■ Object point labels
┏━━

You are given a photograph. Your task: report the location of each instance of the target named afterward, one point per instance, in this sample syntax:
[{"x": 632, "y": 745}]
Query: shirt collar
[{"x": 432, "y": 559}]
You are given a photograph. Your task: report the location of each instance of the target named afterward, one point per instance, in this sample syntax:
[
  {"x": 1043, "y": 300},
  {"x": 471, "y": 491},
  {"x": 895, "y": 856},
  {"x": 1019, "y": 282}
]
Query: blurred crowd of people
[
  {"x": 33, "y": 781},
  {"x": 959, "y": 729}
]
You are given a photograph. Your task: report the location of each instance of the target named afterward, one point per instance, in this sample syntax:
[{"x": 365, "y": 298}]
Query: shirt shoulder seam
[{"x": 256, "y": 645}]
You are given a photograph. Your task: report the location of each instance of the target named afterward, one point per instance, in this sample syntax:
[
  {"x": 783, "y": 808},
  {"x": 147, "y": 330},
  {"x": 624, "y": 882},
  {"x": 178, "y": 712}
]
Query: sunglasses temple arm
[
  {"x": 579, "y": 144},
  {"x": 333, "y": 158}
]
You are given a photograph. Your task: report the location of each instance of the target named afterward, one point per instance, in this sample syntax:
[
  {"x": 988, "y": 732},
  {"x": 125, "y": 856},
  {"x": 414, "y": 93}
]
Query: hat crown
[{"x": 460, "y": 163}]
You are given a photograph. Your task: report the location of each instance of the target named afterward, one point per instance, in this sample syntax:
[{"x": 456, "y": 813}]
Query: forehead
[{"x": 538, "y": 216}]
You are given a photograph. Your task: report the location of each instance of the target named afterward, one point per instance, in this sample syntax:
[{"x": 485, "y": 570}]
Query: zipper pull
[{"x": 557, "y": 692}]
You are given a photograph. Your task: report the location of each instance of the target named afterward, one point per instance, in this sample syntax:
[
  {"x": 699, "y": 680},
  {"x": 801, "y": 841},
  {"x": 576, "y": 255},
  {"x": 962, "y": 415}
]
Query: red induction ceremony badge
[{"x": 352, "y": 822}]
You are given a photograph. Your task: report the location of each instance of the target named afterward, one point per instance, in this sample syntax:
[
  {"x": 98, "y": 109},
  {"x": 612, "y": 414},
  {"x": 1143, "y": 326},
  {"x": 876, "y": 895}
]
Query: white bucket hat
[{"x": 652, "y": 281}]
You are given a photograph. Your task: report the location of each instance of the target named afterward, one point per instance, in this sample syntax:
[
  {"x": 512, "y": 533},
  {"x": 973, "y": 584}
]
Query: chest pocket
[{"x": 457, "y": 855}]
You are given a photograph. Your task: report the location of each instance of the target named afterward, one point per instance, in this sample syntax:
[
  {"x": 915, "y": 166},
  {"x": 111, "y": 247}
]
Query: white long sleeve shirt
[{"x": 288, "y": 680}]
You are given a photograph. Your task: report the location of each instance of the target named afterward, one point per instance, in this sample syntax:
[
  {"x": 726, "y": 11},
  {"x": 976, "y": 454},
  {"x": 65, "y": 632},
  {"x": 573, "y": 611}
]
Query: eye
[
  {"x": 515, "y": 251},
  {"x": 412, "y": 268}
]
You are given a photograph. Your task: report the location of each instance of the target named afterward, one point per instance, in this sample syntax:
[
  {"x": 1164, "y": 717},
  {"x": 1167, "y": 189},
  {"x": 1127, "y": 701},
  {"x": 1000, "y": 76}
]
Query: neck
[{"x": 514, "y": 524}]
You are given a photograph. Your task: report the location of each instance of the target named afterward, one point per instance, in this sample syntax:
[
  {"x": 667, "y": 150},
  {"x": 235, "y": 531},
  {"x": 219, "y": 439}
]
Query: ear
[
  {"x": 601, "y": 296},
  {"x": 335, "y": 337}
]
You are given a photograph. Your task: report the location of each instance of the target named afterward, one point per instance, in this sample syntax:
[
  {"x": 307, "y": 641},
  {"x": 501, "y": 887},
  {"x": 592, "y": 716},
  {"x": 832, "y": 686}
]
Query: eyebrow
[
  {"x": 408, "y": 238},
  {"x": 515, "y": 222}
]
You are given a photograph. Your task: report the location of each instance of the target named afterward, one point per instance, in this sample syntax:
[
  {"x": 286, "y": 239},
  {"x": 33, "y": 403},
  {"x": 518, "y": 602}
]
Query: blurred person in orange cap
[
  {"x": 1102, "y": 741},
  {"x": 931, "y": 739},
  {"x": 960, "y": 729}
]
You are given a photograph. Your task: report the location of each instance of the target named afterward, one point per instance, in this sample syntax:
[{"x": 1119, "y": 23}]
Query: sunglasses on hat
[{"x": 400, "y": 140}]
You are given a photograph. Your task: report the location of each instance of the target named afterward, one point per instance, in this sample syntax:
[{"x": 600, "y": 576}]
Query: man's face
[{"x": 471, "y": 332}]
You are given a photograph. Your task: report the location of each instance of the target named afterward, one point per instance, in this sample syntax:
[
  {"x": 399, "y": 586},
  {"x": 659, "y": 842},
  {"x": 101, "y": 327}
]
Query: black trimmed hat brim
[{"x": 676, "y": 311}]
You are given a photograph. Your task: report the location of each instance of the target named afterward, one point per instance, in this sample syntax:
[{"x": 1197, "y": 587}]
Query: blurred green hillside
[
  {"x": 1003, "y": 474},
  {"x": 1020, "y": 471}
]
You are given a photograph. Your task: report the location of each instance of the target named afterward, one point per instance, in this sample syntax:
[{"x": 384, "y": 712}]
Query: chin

┗━━

■ What to do
Repeat the material above in full, exactly as it stands.

■ Answer to the task
You are given a photograph. Your task: report the location of each instance of the target named afterward, one point per instance, in this sample syntax:
[{"x": 632, "y": 745}]
Query: shirt collar
[{"x": 432, "y": 559}]
You are given a photograph. Your task: report the location of each instance of the target named afterward, one point per instance, in this sample syntax:
[
  {"x": 1043, "y": 300},
  {"x": 471, "y": 491},
  {"x": 895, "y": 856},
  {"x": 1019, "y": 282}
]
Query: blurred crowd of people
[
  {"x": 33, "y": 781},
  {"x": 959, "y": 729}
]
You are given a photograph. Your task: report the location of each instance of the target named afterward, one point per instance, in this sample syntax:
[{"x": 365, "y": 298}]
Query: shirt shoulder seam
[{"x": 256, "y": 645}]
You are given a photograph. Your task: report the location of each instance of the target named afterward, one point per instance, in this sample syntax:
[
  {"x": 783, "y": 808},
  {"x": 147, "y": 330},
  {"x": 624, "y": 882},
  {"x": 178, "y": 712}
]
Query: sunglasses temple arm
[
  {"x": 579, "y": 144},
  {"x": 333, "y": 158}
]
You are given a photograph. Your task: report the location of each instance of the target named afterward, one point per instance, in this sample syntax:
[
  {"x": 988, "y": 732},
  {"x": 125, "y": 856},
  {"x": 414, "y": 93}
]
Query: hat crown
[{"x": 460, "y": 163}]
You are given a photograph. Your task: report the location of each instance of the target named afterward, one point per instance, in this sample syntax:
[{"x": 456, "y": 813}]
Query: forehead
[{"x": 538, "y": 216}]
You are given a photograph. Your task: report the location of each instance of the target named afterward, one point per instance, in this sample syntax:
[{"x": 485, "y": 570}]
Query: zipper pull
[{"x": 557, "y": 692}]
You are given a photograph. Your task: report the location of each instance of the target named afterward, one point per instance, in this sample syntax:
[
  {"x": 699, "y": 680},
  {"x": 801, "y": 841},
  {"x": 576, "y": 255},
  {"x": 962, "y": 415}
]
Query: red induction ceremony badge
[{"x": 352, "y": 822}]
You are given a photograph. Your task: report the location of each instance of the target named afterward, one point per instance, in this sample syntax:
[
  {"x": 98, "y": 109},
  {"x": 612, "y": 414},
  {"x": 1143, "y": 326},
  {"x": 876, "y": 895}
]
Query: white bucket hat
[{"x": 652, "y": 281}]
You are given a photograph. Your task: report the location of each instance of the target named afterward, one point per instance, in this sample syntax:
[
  {"x": 512, "y": 533},
  {"x": 973, "y": 584}
]
Query: chest pocket
[{"x": 457, "y": 855}]
You are given a photograph. Your task: report the location of each instance of the target named afterward, one point per instance, in this sample syntax:
[
  {"x": 915, "y": 166},
  {"x": 111, "y": 247}
]
Query: white long sleeve shirt
[{"x": 288, "y": 680}]
You are given a photograph. Your task: report the location of each instance of the target named afterward, one point per instance, in this sample syntax:
[
  {"x": 726, "y": 11},
  {"x": 976, "y": 454},
  {"x": 65, "y": 632},
  {"x": 573, "y": 611}
]
Query: eye
[
  {"x": 515, "y": 251},
  {"x": 412, "y": 268}
]
You are given a photograph. Your task: report the location of each instance of the target named afterward, one point per instance, in this sample syntax:
[
  {"x": 1164, "y": 717},
  {"x": 1167, "y": 189},
  {"x": 1127, "y": 701},
  {"x": 1000, "y": 76}
]
Query: neck
[{"x": 514, "y": 524}]
You are given a photograph. Your task: report the location of each instance of the target named afterward, one point per instance, in this sample syntax:
[
  {"x": 667, "y": 150},
  {"x": 235, "y": 531},
  {"x": 219, "y": 439}
]
Query: ear
[
  {"x": 601, "y": 296},
  {"x": 335, "y": 337}
]
You are given a photograph. Your task: report the location of each instance of the target named afterward, one point per instance, in this sample syntax:
[
  {"x": 307, "y": 641},
  {"x": 501, "y": 887},
  {"x": 592, "y": 716},
  {"x": 832, "y": 686}
]
Query: eyebrow
[
  {"x": 408, "y": 238},
  {"x": 515, "y": 222}
]
You are given a photograph. Your task: report the location of each instance of the target named afterward, one point per instance, in this sample syntax:
[
  {"x": 286, "y": 239},
  {"x": 33, "y": 403},
  {"x": 518, "y": 602}
]
Query: blurred person in orange cap
[
  {"x": 1102, "y": 741},
  {"x": 931, "y": 739},
  {"x": 960, "y": 729}
]
You are given a photograph. Your task: report the location of each instance of the target named afterward, one point per instance, in this sample syntax:
[{"x": 1119, "y": 23}]
Query: sunglasses on hat
[{"x": 400, "y": 140}]
You are given a photograph. Your task: report the location of each instance of the target named afterward, one point per instance, in this sample syntax:
[{"x": 600, "y": 576}]
Query: man's face
[{"x": 471, "y": 332}]
You are given a photograph. Your task: report the location of each instance of the target named afterward, one point per instance, in this sample syntax:
[
  {"x": 399, "y": 586},
  {"x": 659, "y": 842},
  {"x": 101, "y": 327}
]
Query: black trimmed hat brim
[{"x": 676, "y": 311}]
You are given a photograph. Your task: report the location of each instance of the target named afterward, one point per instance, in this sample syntax:
[{"x": 1197, "y": 587}]
Query: blurred green hillside
[
  {"x": 1003, "y": 474},
  {"x": 1020, "y": 471}
]
You are given a photograph. Your task: report the location of each instance of the target named afterward, one point per instance, in this sample syntax:
[{"x": 384, "y": 712}]
Query: chin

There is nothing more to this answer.